OpenShift is a platform as a service product from Red Hat. The software that runs the service is open-sourced under the name OpenShift Origin, and is available on GitHub.
OpenShift v3 is a layered system designed to expose underlying Docker and Kubernetes concepts as accurately as possible, with a focus on easy composition of applications by a developer. For example, install Ruby, push code, and add MySQL.
Docker is an open platform for developing, shipping, and running applications. With Docker you can separate your applications from your infrastructure and treat your infrastructure like a managed application. Docker does this by combining kernel containerization features with workflows and tooling that help you manage and deploy your applications. Docker containers wrap up a piece of software in a complete filesystem that contains everything it needs to run: code, runtime, system tools, system libraries – anything you can install on a server. Available on GitHub.
Kubernetes is an open-source system for automating deployment, operations, and scaling of containerized applications. It groups containers that make up an application into logical units for easy management and discovery. Kubernetes builds upon a decade and a half of experience of running production workloads at Google, combined with best-of-breed ideas and practices from the community. Available on GitHub.
GlusterFS is a scalable network filesystem. Using common off-the-shelf hardware, you can create large, distributed storage solutions for media streaming, data analysis, and other data- and bandwidth-intensive tasks. GlusterFS is free and open source software. Available on GitHub.
Hope you know a little bit of all the above Technologies, now we jump right into our topic which is Persistent Volume and Persistent volume claim in Kubernetes and Openshift v3 using GlusterFS volume. So what is Persistent Volume? Why do we need it? How does it work using GlusterFS Volume Plugin?
In Kubernetes, Managing storage is a distinct problem from managing compute. The PersistentVolume subsystem provides an API for users and administrators that abstracts details of how storage is provided from how it is consumed. To do this we introduce two new API resources in kubernetes: PersistentVolume and PersistentVolumeClaim.

******************************

▶ _TASK BRIEF_:
Reproduce the passage on OpenShift and persistent volumes word for word, from "Kubernetes is an" up to and including "community. Available on GitHub.". The lines of data that come next have no part in this.

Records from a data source

******************************

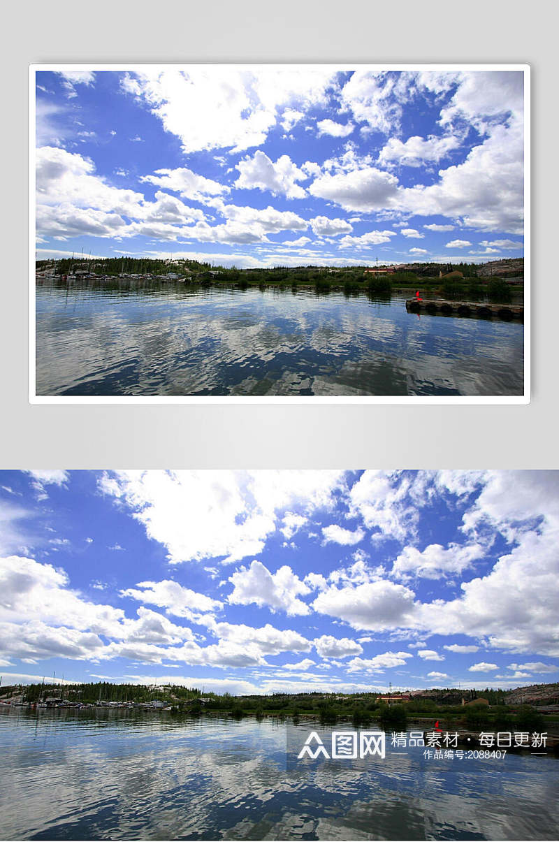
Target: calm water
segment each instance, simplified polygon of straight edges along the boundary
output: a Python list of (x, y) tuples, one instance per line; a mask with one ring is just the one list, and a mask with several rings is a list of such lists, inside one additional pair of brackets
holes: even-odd
[(385, 760), (288, 772), (285, 744), (285, 725), (267, 720), (2, 711), (0, 836), (557, 838), (552, 756), (435, 761), (388, 745)]
[(37, 286), (38, 395), (520, 395), (516, 322), (166, 285)]

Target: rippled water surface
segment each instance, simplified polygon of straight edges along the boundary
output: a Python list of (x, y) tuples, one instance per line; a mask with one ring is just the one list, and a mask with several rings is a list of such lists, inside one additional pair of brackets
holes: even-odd
[(404, 297), (40, 284), (38, 395), (523, 393), (517, 322), (407, 313)]
[[(309, 723), (301, 721), (301, 745)], [(312, 727), (321, 732), (316, 724)], [(390, 743), (390, 741), (388, 741)], [(0, 711), (4, 839), (556, 839), (559, 761), (423, 749), (286, 770), (285, 725)]]

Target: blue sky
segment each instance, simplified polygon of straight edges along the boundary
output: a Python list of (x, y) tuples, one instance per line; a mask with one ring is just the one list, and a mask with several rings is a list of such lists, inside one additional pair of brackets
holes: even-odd
[(3, 683), (557, 680), (557, 472), (4, 471)]
[(522, 256), (523, 83), (333, 66), (38, 71), (37, 257)]

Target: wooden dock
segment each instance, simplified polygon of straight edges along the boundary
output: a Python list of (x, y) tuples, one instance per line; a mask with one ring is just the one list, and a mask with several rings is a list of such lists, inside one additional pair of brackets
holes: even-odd
[(455, 301), (445, 298), (408, 298), (406, 310), (409, 312), (441, 313), (454, 316), (478, 316), (524, 321), (524, 304), (487, 304), (473, 301)]

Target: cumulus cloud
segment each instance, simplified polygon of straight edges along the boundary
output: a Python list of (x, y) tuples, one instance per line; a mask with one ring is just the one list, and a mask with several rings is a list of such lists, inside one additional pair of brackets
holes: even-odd
[(309, 220), (309, 225), (319, 237), (338, 237), (353, 231), (353, 226), (344, 219), (329, 219), (327, 216), (315, 216)]
[(99, 485), (176, 564), (258, 555), (286, 511), (329, 508), (343, 482), (340, 471), (120, 471)]
[(321, 120), (317, 123), (318, 136), (331, 135), (333, 137), (347, 137), (355, 126), (353, 123), (336, 123), (333, 120)]
[(479, 663), (472, 663), (471, 667), (468, 667), (468, 672), (471, 673), (492, 673), (493, 669), (498, 669), (496, 663), (487, 663), (485, 661), (480, 661)]
[(308, 179), (308, 175), (293, 163), (289, 155), (282, 155), (274, 163), (265, 152), (257, 149), (252, 157), (247, 156), (236, 167), (240, 174), (235, 187), (258, 188), (287, 199), (303, 199), (306, 195), (296, 182)]
[(309, 187), (319, 199), (335, 202), (346, 210), (381, 210), (397, 205), (397, 179), (375, 167), (349, 173), (324, 173)]
[(325, 544), (342, 544), (344, 546), (351, 546), (353, 544), (359, 544), (365, 538), (365, 532), (362, 529), (356, 529), (353, 531), (332, 524), (329, 526), (322, 527), (322, 536)]
[(396, 237), (394, 231), (369, 231), (360, 237), (350, 237), (346, 234), (339, 242), (341, 248), (367, 248), (370, 246), (378, 246), (381, 242), (390, 242), (391, 237)]
[(288, 565), (272, 574), (261, 562), (253, 561), (250, 567), (237, 570), (229, 581), (233, 591), (230, 603), (248, 605), (267, 605), (272, 610), (285, 611), (288, 615), (309, 614), (311, 610), (299, 596), (311, 593)]
[(382, 673), (392, 667), (406, 665), (406, 660), (413, 658), (409, 652), (385, 652), (374, 658), (353, 658), (348, 664), (349, 673)]
[(242, 152), (264, 143), (278, 120), (290, 129), (298, 112), (324, 102), (333, 77), (311, 67), (258, 73), (230, 67), (226, 75), (219, 68), (190, 66), (126, 73), (122, 87), (179, 138), (185, 153)]
[(194, 614), (217, 611), (222, 604), (204, 594), (197, 594), (172, 579), (161, 582), (139, 582), (136, 588), (126, 588), (120, 596), (128, 596), (146, 605), (165, 608), (177, 617), (191, 618)]
[(421, 576), (439, 578), (449, 573), (460, 573), (471, 568), (472, 562), (483, 558), (486, 551), (480, 544), (429, 544), (421, 552), (415, 546), (405, 546), (392, 566), (392, 575)]
[(426, 162), (438, 163), (460, 145), (460, 140), (452, 136), (423, 138), (416, 135), (405, 142), (391, 137), (381, 150), (378, 163), (382, 166), (397, 164), (401, 167), (420, 167)]
[(329, 587), (318, 594), (312, 607), (354, 628), (381, 632), (408, 625), (414, 596), (404, 585), (378, 580), (356, 587)]
[(203, 201), (206, 196), (219, 196), (229, 193), (230, 188), (212, 179), (193, 173), (186, 167), (176, 169), (156, 169), (150, 175), (142, 175), (140, 181), (157, 184), (173, 193), (178, 193), (185, 199)]
[(443, 649), (448, 649), (449, 652), (454, 652), (459, 655), (466, 655), (468, 653), (478, 652), (478, 646), (461, 646), (459, 643), (450, 643), (449, 646), (443, 646)]
[(321, 658), (348, 658), (363, 652), (360, 643), (349, 637), (333, 637), (327, 634), (316, 637), (314, 645)]
[(418, 655), (419, 658), (423, 658), (424, 661), (444, 661), (445, 658), (442, 655), (439, 655), (438, 652), (434, 649), (419, 649), (418, 651)]

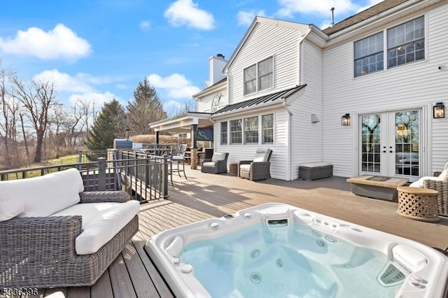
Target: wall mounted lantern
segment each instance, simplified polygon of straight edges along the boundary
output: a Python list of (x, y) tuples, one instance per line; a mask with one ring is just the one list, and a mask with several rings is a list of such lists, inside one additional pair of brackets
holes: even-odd
[(438, 102), (437, 104), (435, 104), (435, 106), (433, 106), (433, 118), (445, 118), (445, 106), (443, 105), (442, 102)]
[(342, 125), (350, 125), (350, 114), (345, 114), (342, 116)]

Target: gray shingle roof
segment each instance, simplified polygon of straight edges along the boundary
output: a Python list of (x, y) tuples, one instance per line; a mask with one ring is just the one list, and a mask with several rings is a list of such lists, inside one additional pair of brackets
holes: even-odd
[[(377, 5), (374, 5), (365, 10), (363, 10), (359, 13), (352, 15), (351, 17), (347, 17), (346, 19), (335, 24), (333, 27), (328, 27), (323, 31), (327, 35), (333, 34), (339, 31), (348, 28), (350, 26), (383, 13), (409, 0), (385, 0)], [(337, 9), (337, 8), (336, 8)]]
[(286, 99), (291, 96), (298, 91), (304, 88), (307, 84), (297, 85), (293, 88), (287, 89), (286, 90), (280, 91), (278, 92), (272, 93), (268, 95), (263, 95), (262, 97), (257, 97), (252, 99), (248, 99), (244, 101), (241, 101), (237, 104), (230, 104), (225, 106), (224, 108), (220, 108), (214, 113), (211, 117), (223, 114), (225, 113), (230, 112), (232, 111), (243, 109), (245, 108), (252, 107), (254, 106), (261, 105), (263, 104), (270, 103), (278, 99)]

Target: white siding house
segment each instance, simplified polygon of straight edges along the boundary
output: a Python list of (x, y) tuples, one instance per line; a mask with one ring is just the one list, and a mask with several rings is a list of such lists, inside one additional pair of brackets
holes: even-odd
[(324, 30), (256, 17), (227, 78), (194, 95), (215, 150), (237, 162), (270, 148), (272, 178), (287, 180), (312, 162), (343, 177), (440, 171), (448, 117), (433, 109), (448, 99), (447, 20), (446, 0), (386, 0)]

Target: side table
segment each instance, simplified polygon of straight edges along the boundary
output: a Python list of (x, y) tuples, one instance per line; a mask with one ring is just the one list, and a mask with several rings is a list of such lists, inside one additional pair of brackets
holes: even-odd
[(399, 186), (397, 213), (413, 220), (438, 222), (438, 197), (439, 192), (427, 188)]
[(237, 162), (229, 162), (229, 175), (232, 175), (232, 176), (238, 175), (238, 163)]

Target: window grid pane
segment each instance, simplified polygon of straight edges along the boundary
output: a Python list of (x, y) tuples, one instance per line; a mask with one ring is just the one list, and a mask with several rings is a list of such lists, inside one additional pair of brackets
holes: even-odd
[(244, 143), (258, 143), (258, 117), (244, 118)]
[(274, 114), (261, 116), (262, 143), (272, 144), (274, 143)]
[(355, 77), (384, 69), (383, 32), (356, 41)]
[(230, 143), (241, 144), (242, 141), (241, 119), (230, 120)]
[(424, 21), (420, 17), (387, 30), (388, 68), (425, 59)]
[(221, 122), (221, 145), (227, 145), (227, 121)]

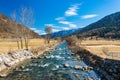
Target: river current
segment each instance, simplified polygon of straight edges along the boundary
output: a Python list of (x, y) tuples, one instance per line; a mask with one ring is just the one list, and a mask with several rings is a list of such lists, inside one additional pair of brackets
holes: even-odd
[[(45, 58), (33, 59), (23, 69), (14, 71), (6, 78), (0, 78), (0, 80), (85, 80), (87, 78), (100, 80), (100, 76), (94, 70), (75, 69), (75, 65), (87, 65), (83, 61), (79, 62), (71, 54), (72, 52), (64, 41)], [(72, 68), (66, 68), (63, 64), (69, 64)]]

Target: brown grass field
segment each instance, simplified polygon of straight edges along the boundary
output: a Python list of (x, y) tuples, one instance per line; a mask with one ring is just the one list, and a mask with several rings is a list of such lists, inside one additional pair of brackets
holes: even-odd
[[(108, 40), (86, 40), (82, 41), (82, 46), (103, 58), (120, 60), (120, 41), (108, 41)], [(107, 52), (107, 54), (104, 53)]]
[[(51, 40), (51, 43), (54, 43), (54, 40)], [(44, 39), (31, 39), (29, 42), (29, 48), (38, 47), (45, 44)], [(0, 39), (0, 53), (6, 53), (17, 49), (17, 43), (15, 40)]]

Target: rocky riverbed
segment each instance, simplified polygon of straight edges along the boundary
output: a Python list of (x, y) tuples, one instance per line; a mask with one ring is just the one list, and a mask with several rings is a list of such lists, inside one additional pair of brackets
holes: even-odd
[(0, 54), (0, 76), (6, 77), (11, 72), (11, 70), (15, 69), (16, 66), (19, 65), (19, 63), (24, 62), (27, 59), (44, 56), (45, 52), (51, 52), (56, 45), (57, 44), (50, 44), (30, 50), (18, 50)]
[(102, 76), (102, 80), (120, 80), (119, 60), (101, 58), (77, 45), (70, 45), (69, 48), (78, 60), (82, 59), (87, 65), (92, 66)]

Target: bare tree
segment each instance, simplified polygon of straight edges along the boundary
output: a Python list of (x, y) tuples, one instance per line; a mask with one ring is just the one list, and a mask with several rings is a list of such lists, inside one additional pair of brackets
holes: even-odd
[(18, 24), (16, 23), (16, 21), (17, 21), (16, 11), (14, 11), (14, 12), (11, 14), (11, 17), (12, 17), (12, 20), (15, 22), (15, 25), (12, 25), (12, 26), (14, 26), (14, 29), (15, 29), (15, 30), (14, 30), (14, 34), (15, 34), (15, 38), (16, 38), (16, 42), (17, 42), (17, 47), (18, 47), (18, 49), (20, 49)]
[(45, 27), (45, 32), (46, 32), (46, 40), (47, 43), (50, 43), (50, 38), (51, 38), (51, 33), (52, 33), (52, 27), (51, 26), (46, 26)]
[[(33, 19), (33, 10), (31, 8), (26, 8), (26, 7), (22, 7), (21, 8), (21, 24), (25, 25), (27, 27), (30, 28), (30, 26), (34, 23), (34, 19)], [(31, 30), (28, 30), (27, 27), (22, 28), (21, 31), (21, 47), (23, 48), (23, 40), (25, 42), (25, 48), (28, 50), (28, 44), (30, 41), (30, 34), (31, 34)]]

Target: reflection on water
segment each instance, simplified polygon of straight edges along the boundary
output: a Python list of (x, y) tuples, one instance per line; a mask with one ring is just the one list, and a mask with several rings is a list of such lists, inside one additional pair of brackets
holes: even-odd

******************************

▶ _SOLUTION_:
Kubernetes is an open-source system for automating deployment, operations, and scaling of containerized applications. It groups containers that make up an application into logical units for easy management and discovery. Kubernetes builds upon a decade and a half of experience of running production workloads at Google, combined with best-of-breed ideas and practices from the community. Available on GitHub.